- **Data rows**
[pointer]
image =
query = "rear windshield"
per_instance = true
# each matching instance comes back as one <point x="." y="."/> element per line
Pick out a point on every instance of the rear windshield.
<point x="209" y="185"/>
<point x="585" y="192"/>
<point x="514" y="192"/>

- **What to produce**
Render every line of the records above as a Markdown table with the columns "Row" and "Line", leaving out blank lines.

- **Answer to this problem**
| Row | Line |
|---|---|
| 1 | [pointer] |
| 2 | image = |
| 3 | query = "rear windshield" |
| 4 | per_instance = true |
| 5 | # each matching instance comes back as one <point x="." y="."/> element per line |
| 6 | Pick out a point on every instance of the rear windshield. |
| 7 | <point x="209" y="185"/> |
| 8 | <point x="585" y="192"/> |
| 9 | <point x="514" y="192"/> |